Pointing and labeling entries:
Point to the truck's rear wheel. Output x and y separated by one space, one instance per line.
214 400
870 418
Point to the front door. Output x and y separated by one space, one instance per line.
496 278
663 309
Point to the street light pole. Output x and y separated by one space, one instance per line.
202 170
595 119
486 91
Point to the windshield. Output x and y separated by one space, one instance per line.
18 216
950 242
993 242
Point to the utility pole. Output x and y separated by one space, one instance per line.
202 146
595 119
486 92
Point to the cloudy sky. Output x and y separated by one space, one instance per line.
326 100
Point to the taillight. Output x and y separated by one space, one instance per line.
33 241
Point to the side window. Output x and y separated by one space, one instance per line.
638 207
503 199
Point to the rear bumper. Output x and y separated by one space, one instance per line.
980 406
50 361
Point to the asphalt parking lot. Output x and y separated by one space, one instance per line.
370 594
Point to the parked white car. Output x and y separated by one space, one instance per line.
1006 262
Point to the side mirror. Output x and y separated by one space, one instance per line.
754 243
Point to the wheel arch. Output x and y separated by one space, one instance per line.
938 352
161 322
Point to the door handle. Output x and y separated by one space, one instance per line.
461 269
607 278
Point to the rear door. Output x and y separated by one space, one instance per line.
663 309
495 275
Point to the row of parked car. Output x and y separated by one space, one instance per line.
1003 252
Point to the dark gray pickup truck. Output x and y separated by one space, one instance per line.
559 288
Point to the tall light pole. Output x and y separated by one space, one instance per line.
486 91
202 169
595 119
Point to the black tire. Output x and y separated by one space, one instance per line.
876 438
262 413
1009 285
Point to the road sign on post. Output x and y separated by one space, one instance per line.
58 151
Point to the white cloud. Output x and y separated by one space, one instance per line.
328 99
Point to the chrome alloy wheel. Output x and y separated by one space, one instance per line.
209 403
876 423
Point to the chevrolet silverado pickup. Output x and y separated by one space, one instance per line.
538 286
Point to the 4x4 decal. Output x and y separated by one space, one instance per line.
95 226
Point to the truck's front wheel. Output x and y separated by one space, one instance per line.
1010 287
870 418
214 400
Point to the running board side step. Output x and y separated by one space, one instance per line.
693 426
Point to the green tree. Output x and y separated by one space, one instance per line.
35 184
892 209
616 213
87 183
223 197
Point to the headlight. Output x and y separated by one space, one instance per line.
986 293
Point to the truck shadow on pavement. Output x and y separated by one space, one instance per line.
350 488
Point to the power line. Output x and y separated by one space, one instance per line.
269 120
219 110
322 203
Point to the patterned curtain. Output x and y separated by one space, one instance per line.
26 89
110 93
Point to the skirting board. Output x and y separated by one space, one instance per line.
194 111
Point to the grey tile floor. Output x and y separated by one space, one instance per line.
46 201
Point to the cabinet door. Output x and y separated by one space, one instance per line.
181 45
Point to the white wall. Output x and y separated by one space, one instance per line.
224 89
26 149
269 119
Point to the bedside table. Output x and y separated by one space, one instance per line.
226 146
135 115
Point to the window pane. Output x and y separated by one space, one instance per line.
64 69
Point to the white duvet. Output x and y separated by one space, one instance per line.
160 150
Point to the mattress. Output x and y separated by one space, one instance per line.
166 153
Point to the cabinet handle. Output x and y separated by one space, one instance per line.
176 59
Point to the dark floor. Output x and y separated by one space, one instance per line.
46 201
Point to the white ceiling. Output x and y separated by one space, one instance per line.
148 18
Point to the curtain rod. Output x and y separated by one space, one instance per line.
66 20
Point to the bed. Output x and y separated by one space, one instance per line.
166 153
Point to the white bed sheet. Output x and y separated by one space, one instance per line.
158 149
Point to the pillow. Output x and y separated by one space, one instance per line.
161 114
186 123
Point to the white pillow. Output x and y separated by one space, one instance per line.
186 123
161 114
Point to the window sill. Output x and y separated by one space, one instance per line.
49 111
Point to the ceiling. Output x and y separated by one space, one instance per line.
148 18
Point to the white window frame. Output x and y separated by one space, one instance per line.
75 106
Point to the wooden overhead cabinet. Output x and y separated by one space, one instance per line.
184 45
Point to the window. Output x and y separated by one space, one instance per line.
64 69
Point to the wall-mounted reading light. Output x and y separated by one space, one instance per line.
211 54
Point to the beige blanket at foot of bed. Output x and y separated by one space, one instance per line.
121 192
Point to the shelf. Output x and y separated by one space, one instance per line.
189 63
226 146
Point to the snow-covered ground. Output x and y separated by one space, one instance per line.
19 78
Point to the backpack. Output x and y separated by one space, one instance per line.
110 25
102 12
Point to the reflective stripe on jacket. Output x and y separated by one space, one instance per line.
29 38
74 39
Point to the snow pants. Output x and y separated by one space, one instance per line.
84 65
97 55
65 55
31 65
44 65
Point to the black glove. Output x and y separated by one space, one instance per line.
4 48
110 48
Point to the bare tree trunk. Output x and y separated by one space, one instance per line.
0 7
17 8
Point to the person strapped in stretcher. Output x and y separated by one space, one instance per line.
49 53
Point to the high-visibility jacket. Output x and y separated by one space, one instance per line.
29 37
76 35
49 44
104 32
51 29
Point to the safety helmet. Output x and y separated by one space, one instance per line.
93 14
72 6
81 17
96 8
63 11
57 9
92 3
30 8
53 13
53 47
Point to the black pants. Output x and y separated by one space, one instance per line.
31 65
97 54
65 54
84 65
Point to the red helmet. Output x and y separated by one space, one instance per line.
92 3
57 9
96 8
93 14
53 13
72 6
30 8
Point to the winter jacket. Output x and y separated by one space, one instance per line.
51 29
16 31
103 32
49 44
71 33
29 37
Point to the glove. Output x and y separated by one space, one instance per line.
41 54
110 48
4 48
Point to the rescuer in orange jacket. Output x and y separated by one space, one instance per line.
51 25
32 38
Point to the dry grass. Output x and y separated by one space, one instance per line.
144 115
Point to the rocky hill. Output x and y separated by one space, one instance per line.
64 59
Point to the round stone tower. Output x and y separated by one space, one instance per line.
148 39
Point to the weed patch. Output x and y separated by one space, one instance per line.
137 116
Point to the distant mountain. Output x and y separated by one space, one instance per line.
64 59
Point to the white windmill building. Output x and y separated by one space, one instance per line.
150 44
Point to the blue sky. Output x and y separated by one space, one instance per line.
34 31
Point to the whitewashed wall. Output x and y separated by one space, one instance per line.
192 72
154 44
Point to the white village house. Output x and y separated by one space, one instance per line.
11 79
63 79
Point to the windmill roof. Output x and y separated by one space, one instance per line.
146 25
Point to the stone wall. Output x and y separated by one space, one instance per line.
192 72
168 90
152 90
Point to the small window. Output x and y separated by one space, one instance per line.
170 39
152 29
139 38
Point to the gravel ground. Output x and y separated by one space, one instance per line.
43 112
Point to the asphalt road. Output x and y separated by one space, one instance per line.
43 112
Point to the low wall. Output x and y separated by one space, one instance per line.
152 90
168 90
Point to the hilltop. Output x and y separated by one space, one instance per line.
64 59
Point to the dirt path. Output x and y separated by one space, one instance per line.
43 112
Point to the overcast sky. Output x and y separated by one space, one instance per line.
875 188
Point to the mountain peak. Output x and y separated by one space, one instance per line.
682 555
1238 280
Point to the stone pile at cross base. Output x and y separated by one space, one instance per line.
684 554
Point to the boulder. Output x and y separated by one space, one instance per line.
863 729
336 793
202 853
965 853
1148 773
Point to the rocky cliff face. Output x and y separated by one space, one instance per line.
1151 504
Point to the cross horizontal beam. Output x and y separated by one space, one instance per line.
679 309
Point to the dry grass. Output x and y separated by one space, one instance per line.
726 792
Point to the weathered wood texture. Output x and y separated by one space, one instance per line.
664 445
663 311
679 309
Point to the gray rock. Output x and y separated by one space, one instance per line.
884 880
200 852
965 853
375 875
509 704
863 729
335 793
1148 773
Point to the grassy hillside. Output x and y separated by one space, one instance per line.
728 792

> **What is expected**: Would you copy out each line exactly as written?

> **Correct response**:
Point to the truck's rear wheel. Output x and y separated by one space, one instance per line.
214 400
870 418
Point to the front door. Output x and y separated by one space, one instance per line.
496 278
663 309
Point to the street light pole. Output x and y separated by one space, one instance per line.
202 170
595 119
486 91
Point to the windshield. Output x and y separated by one space, one instance per line.
18 216
950 242
993 242
Point to the utility pole. Output x and y separated by one space, one instance per line.
202 146
595 119
486 92
Point to the cloudy sky. Output x and y separated by one space, one instance per line.
326 100
Point to the taillight. Output x and y separated by one space, one instance per line.
33 241
Point to the side window. Output x and y separated by one space, one instance per line.
638 207
503 199
Point to the rear bumper. Output x and y separated by one space, one instance per line.
980 406
50 361
Point to the asphalt parking lot. Output x and y separated by one space, one instance per line.
370 594
Point to the parked white car. Output x and y separated by one space, one instance per line.
1006 262
Point to the side mirror. Output x and y separated by one space, one instance per line.
754 243
Point to the wheel arch. Output x and y separated by one space, one instance per line.
938 352
161 322
Point to the door handle. Output x and y separated by one space, one instance per line.
461 269
607 278
Point to the rear door. Output x and y separated by one space, one instance per line.
663 309
495 275
Point to the row of parked car. Output x and y separated by one space, one instance per line.
1003 252
Point to the dark gray pickup truck. Output x and y separated by one space, one instance per line.
559 288
Point to the tall light pole. Output x and y separated by one space, one instance per line.
486 91
202 169
595 119
Point to the black tire. Output x and y separated by one space, one instance per line.
876 438
262 413
1009 285
Point to the road sign on post. Output x and y separated by one space, one instance per line.
58 151
Point to the white cloud. Output x and y separated by one space, one instance per line.
328 99
Point to the chrome alloy wheel. Output x and y separated by one space, one instance per line.
209 403
876 423
Point to the chevrolet silverado pickup. Output x and y separated by one space, one instance per line.
538 286
Point to the 4x4 decal. Output x and y separated by one space, one instance per line.
95 226
Point to the truck's front wheel. Output x and y separated by one space, one instance per line.
1010 287
870 418
214 400
Point to the running board side step. Output x and y separated by one space, one instance per line.
693 426
Point to the green tree. Output x and y separated by one space, one instance per line.
35 184
892 209
616 213
87 183
223 197
Point to the headlight. Output x and y separated by one space, one instance per line.
986 293
Point to the truck shadow on pavement. Output x and y separated by one space, one instance per line.
350 488
Point to the power line. Output x and y separated by one space, one instance per line.
269 120
219 110
322 203
Point to the patterned curtain. Output x and y separated by one space, one instance per line.
26 89
110 93
Point to the skirting board. Output x and y separated by one space, one instance per line.
194 111
Point to the grey tile floor. Output x and y separated by one space, one instance per line.
46 201
Point to the cabinet door. Output x and y separated by one space, one instance per line.
181 45
Point to the white wall. Output x and y separated by one space, one instance per line.
224 89
26 149
269 119
Point to the bedside table. Output x and y separated by one space, one instance per line.
226 146
135 115
Point to the window pane. Output x and y separated by one space, one instance per line.
64 69
Point to the white duvet. Output x and y separated by one space, one instance per line.
160 150
Point to the mattress. Output x and y separated by one space, one instance per line.
166 153
Point to the cabinet handle. Output x and y separated by one space, one instance per line.
176 59
Point to the dark floor. Output x and y separated by one space, one instance per line.
46 201
Point to the white ceiling. Output x and y separated by one space, one instance per line.
148 18
Point to the curtain rod. Output x and y separated by one space, one instance per line.
66 20
Point to the bed. Output x and y separated by one space, one instance per line.
166 153
Point to the white bed sheet. Output x and y separated by one space, one instance per line.
158 149
Point to the pillow. Output x and y separated by one space, one instance per line.
161 114
186 123
Point to the white pillow. Output x and y separated by one space, one instance per line.
186 123
161 114
Point to the window sill. Output x and y separated by one space, one instance per line.
49 111
Point to the ceiling. Output x and y separated by one space, one instance per line.
148 18
Point to the white window frame. Output x and y separated by one space, one instance per line.
75 106
Point to the wooden overhead cabinet. Output x and y separated by one space, one instance per line.
184 45
Point to the window. Output x and y separated by one space, one instance per line.
64 69
Point to the wall-mounted reading light. Output x and y separated by one space, one instance per line.
211 54
Point to the beige blanket at foot of bed. Output x and y separated by one space, one instance per line.
121 192
Point to the shelf. Output x and y separated by one space, one instance per line.
189 63
226 146
Point to the snow-covered ground. Output x and y separated by one space, one instance per line.
19 78
Point to the backpack. Output x and y separated by one space, one instance per line.
110 25
102 12
Point to the reflective stripe on jacket. Output x and y separated by one space, one instance per line.
29 38
74 39
Point to the snow pants. Output x and y separated by one space, one instance per line.
84 65
97 55
65 55
31 65
44 65
Point to the black glove. Output x and y separated by one space, one instance per line.
4 48
110 48
Point to the bare tree trunk. Output x and y separated by one space, one instance per line.
0 7
17 8
Point to the person strapped in stretcher. Output x and y separated by one space, one instance per line.
49 53
Point to the high-visibility jacket. Output x and y separated by one space, one instance per line.
29 37
76 35
49 44
104 32
51 29
Point to the safety helmet. Output x and y separated by one space, one instance per line.
93 14
72 6
81 17
96 8
63 11
57 9
92 3
30 8
53 13
53 47
Point to the black pants. Output x and y separated by one space, one instance per line.
31 65
97 54
65 54
84 65
Point to the red helmet. Output x and y separated by one space, one instance per line.
92 3
57 9
96 8
93 14
53 13
72 6
30 8
Point to the winter jacket. Output x and y separated by one space, one instance per line.
51 29
16 31
103 32
49 44
71 33
29 37
Point to the glove. Output x and y separated by one space, one instance per line.
41 54
110 48
4 48
Point to the rescuer in orange jacket. Output x and y separated by one space, one instance per line.
51 25
32 38
Point to the dry grass. Output x and y separated by one space, one instance per line.
144 115
Point to the rocky hill. Output x and y separated by one space, one instance per line.
64 59
Point to the round stone tower. Output x and y separated by one space, one instance per line.
148 39
Point to the weed patch. Output x and y separated by one space, one instance per line.
137 116
Point to the distant mountain. Output x and y separated by one space, one instance per line.
64 59
Point to the white windmill building. Output x and y separated by one space, one instance per line.
150 44
Point to the blue sky. Output x and y separated by one space, one instance per line.
34 31
Point to the whitewashed wall. Output x and y separated by one space, one instance per line.
192 72
154 44
Point to the white village house. Output x and y separated by one space, one instance per line.
11 79
63 79
Point to the windmill roof. Output x and y separated by one space, one instance per line.
146 25
Point to the stone wall. Output x and y separated by one space, one instance per line.
192 72
168 90
152 90
Point to the small window. Output x and y separated by one space, one instance per line.
170 39
152 29
139 38
Point to the gravel ground. Output x and y separated by one space, one instance per line.
43 112
Point to the asphalt road. Output x and y separated by one space, one instance per line.
43 112
Point to the low wall. Output x and y separated by one space, one instance per line.
152 90
168 90
Point to the hilltop. Output x and y separated by one space, one instance per line.
64 59
Point to the dirt path. Output x and y separated by one space, one instance per line.
43 112
Point to the overcast sky. Output x and y separated by one space, one instance per line.
875 188
Point to the mountain peak. Output x and y separated by one space, one instance per line.
682 555
1238 280
Point to the stone pile at cross base. Output x and y separated by one space, one instance per line.
684 554
Point to the boulder. Output x and y separated by one space, one instance per line.
863 729
336 793
202 853
965 853
1148 773
Point to the rocky cliff face. Output x and y separated by one space, one instance per line.
1151 504
Point to the cross horizontal beam. Output x and y separated by one space, one instance per line.
679 309
Point to the dry grass. Output x and y separated by one space, one instance per line.
726 792
Point to the weathered wood texture. Output x and y separated by one space, one instance per line.
664 445
663 311
679 309
Point to the gray rock. Output x and y separated by one space, one instance per line.
884 880
200 852
965 853
375 875
509 704
863 729
335 793
1148 773
Point to the grassy hillside. Output x and y separated by one space, one instance per line.
728 792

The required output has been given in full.